Exercise aim →
Find the line containing "Question. Provide a point on each instance of the cumulus". Retype it and every line after it through the end of the entries, exactly as written, with nothing added.

Records shown →

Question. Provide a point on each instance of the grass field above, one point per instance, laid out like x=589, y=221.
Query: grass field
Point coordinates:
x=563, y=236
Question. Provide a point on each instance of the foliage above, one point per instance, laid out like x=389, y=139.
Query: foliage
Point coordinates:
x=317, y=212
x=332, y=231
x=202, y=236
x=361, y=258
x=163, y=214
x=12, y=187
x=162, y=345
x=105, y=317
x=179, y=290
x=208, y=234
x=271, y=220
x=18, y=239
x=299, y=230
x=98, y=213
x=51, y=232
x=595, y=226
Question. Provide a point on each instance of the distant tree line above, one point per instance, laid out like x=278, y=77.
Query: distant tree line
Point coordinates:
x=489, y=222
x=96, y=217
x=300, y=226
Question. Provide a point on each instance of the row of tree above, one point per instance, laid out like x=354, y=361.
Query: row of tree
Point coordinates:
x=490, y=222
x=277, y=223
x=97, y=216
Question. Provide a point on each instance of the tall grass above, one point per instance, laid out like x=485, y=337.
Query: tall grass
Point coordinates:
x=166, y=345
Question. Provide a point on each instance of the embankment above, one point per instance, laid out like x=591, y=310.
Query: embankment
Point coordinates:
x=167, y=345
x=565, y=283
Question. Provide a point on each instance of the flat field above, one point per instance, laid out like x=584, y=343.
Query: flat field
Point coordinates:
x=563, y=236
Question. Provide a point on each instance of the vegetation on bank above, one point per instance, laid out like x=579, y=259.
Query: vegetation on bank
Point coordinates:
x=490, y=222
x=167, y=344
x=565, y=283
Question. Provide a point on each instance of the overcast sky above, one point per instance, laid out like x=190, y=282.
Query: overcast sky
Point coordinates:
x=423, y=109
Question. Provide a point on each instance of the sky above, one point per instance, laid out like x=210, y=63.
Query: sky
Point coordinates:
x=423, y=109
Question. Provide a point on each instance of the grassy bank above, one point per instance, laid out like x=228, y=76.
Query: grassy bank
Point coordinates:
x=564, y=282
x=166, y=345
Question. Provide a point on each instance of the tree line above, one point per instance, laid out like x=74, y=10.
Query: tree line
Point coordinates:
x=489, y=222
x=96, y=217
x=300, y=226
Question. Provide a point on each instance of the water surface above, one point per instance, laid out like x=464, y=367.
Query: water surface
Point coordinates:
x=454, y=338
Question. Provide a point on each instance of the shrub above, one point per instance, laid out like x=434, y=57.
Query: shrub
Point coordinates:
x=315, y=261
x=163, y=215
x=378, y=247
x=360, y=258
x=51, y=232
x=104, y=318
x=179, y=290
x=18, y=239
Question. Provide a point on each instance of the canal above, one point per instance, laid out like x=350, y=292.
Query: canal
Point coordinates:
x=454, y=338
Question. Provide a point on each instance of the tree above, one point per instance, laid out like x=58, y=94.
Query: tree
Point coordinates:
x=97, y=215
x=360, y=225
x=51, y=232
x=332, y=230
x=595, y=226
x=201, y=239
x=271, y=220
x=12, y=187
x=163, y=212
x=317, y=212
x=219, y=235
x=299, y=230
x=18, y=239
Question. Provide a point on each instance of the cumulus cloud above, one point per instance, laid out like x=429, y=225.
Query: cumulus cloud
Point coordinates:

Output of the task →
Question. Provide a point on each instance of the cumulus cloud above, one point per instance, laid out like x=429, y=225.
Query: cumulus cloud
Point coordinates:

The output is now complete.